··· RECORDS PROVIDED

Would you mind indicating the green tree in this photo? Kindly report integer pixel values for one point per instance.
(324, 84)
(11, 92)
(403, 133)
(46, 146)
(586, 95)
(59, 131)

······

### WORK TASK
Could you reproduce all the records exactly?

### WORKED SOLUTION
Would you mind indicating the green tree in this photo? Kindly report integer pixel values for one point per instance.
(324, 84)
(11, 92)
(403, 133)
(46, 146)
(586, 95)
(59, 131)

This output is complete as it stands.